Return every line of the listing below so that it matches the original exactly.

**PROVIDED RECORDS**
::::::::::

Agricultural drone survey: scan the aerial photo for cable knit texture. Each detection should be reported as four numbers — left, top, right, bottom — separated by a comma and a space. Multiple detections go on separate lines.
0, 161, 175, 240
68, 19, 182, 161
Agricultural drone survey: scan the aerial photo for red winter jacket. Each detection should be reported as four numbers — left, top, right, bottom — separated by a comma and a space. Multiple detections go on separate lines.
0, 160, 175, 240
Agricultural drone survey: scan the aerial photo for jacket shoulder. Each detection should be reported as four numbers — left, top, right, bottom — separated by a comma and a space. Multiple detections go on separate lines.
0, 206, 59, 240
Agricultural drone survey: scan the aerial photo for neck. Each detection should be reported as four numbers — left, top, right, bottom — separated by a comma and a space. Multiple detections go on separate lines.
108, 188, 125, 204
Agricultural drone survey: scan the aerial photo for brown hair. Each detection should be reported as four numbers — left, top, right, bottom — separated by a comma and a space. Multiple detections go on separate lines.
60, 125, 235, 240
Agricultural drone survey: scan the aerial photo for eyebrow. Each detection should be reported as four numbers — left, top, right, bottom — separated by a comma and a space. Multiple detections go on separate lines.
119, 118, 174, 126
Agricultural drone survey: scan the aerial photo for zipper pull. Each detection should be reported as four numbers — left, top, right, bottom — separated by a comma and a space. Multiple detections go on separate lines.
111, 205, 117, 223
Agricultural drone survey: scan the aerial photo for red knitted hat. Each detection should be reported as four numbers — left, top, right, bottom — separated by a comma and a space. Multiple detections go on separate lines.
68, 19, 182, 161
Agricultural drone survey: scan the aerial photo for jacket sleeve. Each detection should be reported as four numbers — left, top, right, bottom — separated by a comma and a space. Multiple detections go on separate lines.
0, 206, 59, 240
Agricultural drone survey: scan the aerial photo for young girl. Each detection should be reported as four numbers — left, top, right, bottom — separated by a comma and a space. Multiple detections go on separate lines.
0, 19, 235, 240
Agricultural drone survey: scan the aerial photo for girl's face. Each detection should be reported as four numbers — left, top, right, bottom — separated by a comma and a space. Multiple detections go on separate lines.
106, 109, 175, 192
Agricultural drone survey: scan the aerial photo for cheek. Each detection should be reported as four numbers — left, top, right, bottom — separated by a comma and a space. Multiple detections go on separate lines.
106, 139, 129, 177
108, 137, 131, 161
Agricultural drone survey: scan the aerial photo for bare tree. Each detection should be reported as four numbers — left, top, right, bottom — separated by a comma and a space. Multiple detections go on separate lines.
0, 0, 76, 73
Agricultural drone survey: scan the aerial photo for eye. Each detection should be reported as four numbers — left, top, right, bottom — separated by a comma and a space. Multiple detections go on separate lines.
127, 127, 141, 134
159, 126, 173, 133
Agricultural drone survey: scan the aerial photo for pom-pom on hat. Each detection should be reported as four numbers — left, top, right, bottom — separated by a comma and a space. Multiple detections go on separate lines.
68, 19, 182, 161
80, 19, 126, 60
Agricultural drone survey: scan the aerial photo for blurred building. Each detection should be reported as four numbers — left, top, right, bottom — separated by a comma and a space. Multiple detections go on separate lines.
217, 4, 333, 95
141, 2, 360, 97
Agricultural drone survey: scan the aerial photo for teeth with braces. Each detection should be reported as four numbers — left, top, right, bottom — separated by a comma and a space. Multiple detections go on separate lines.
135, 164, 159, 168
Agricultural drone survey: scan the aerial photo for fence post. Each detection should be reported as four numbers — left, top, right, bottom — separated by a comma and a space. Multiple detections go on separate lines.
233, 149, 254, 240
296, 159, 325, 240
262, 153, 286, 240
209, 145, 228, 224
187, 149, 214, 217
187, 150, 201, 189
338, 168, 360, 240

::::::::::

**RESPONSE FOR THIS EXERCISE**
Agricultural drone survey: scan the aerial photo for cable knit texture. Each detection should be reported as four numbers — left, top, right, bottom — separated by a comma and a space. Multiple detections go on separate lines.
0, 161, 175, 240
68, 19, 182, 161
Agricultural drone survey: scan the aerial photo for red winter jacket. Each detection should be reported as four numbers — left, top, right, bottom — separated by a comma and a space. Multiple detections go on separate lines.
0, 160, 175, 240
Agricultural drone survey: scan the aerial photo for jacket shoulder. Each detection should be reported as four numbers — left, top, right, bottom — separated by a comma and a space. Multiple detections go on separate lines.
0, 206, 59, 240
Agricultural drone survey: scan the aerial photo for neck. Each detection should be reported as four numbers — left, top, right, bottom — separated by a comma and a space. Multiple detections go on separate lines.
108, 188, 125, 204
Agricultural drone survey: scan the aerial photo for brown hair. Each detection should be reported as four numbers — left, top, right, bottom — separated by a comma and a space. Multiple detections go on separate lines.
60, 125, 235, 240
Agricultural drone survey: scan the aerial photo for eyebrow. Each detection should be reported as four numbers — left, top, right, bottom — separated by a comma and a space. Multiple detections go on separate lines.
119, 118, 174, 126
Agricultural drone survey: scan the aerial photo for zipper pull. Each detection should be reported as four numbers — left, top, right, bottom — separated by a comma and a space. Multiple detections go on separate lines.
111, 205, 117, 223
Agricultural drone survey: scan the aerial photo for red knitted hat. Each detection should be reported as four numbers — left, top, right, bottom — separated by a comma and a space. Multiple detections go on separate lines.
68, 19, 182, 161
Agricultural drone survey: scan the aerial photo for jacket sleeve. Each detection should be reported as four numbers — left, top, right, bottom — separated by a comma and a space. Multiple detections go on separate lines.
0, 206, 59, 240
Agricultural drone survey: scan the aerial photo for young girl. Each detection should be reported as four numbers — left, top, right, bottom — separated by a comma and a space. Multiple detections go on separate lines.
0, 19, 235, 240
Agricultural drone survey: scan the aerial photo for girl's face. Each detection should be reported as four numbers — left, top, right, bottom — separated by a comma and a space. Multiple detections go on separate lines.
106, 109, 175, 192
Agricultural drone survey: scan the aerial photo for cheek. Each detection should be reported as four numbers — left, top, right, bottom — separated by a comma and a space. Multiple detections go on separate lines.
106, 139, 129, 177
108, 137, 131, 161
Agricultural drone survey: scan the aerial photo for bare tree. Each detection should be reported as four numbers — left, top, right, bottom — separated by a comma and a space. Multiple detections go on separate lines.
0, 0, 76, 73
Agricultural drone survey: scan the aerial photo for eye. Each detection should be reported as four numbers — left, top, right, bottom — separated by a comma and a space. Multiple detections go on separate lines.
127, 127, 141, 134
159, 126, 173, 133
Agricultural drone survey: scan the aerial photo for pom-pom on hat. Each detection should be reported as four numbers — left, top, right, bottom — separated by a comma and a space. Multiple detections go on separate lines.
68, 19, 182, 161
80, 19, 126, 60
Agricultural drone survey: scan the aerial photo for blurred building. Each detection should be reported as four numbers — left, top, right, bottom — separated by a comma and a space. Multiple detections go on separate lines.
217, 4, 333, 95
141, 2, 360, 97
Agricultural drone survey: scan the aerial photo for teeth with braces. Each detection should be reported as four numbers — left, top, right, bottom — separated by a comma and a space. Multiple detections go on separate lines.
135, 164, 159, 168
Agricultural drone survey: scan the aerial photo for fence post. Each detection should be reported as four numbers — left, top, right, bottom — separated by a comma and a space. Multiple detections go on separate lines.
233, 149, 254, 240
296, 159, 325, 240
262, 153, 286, 240
209, 145, 228, 224
187, 149, 214, 217
187, 150, 201, 189
338, 168, 360, 240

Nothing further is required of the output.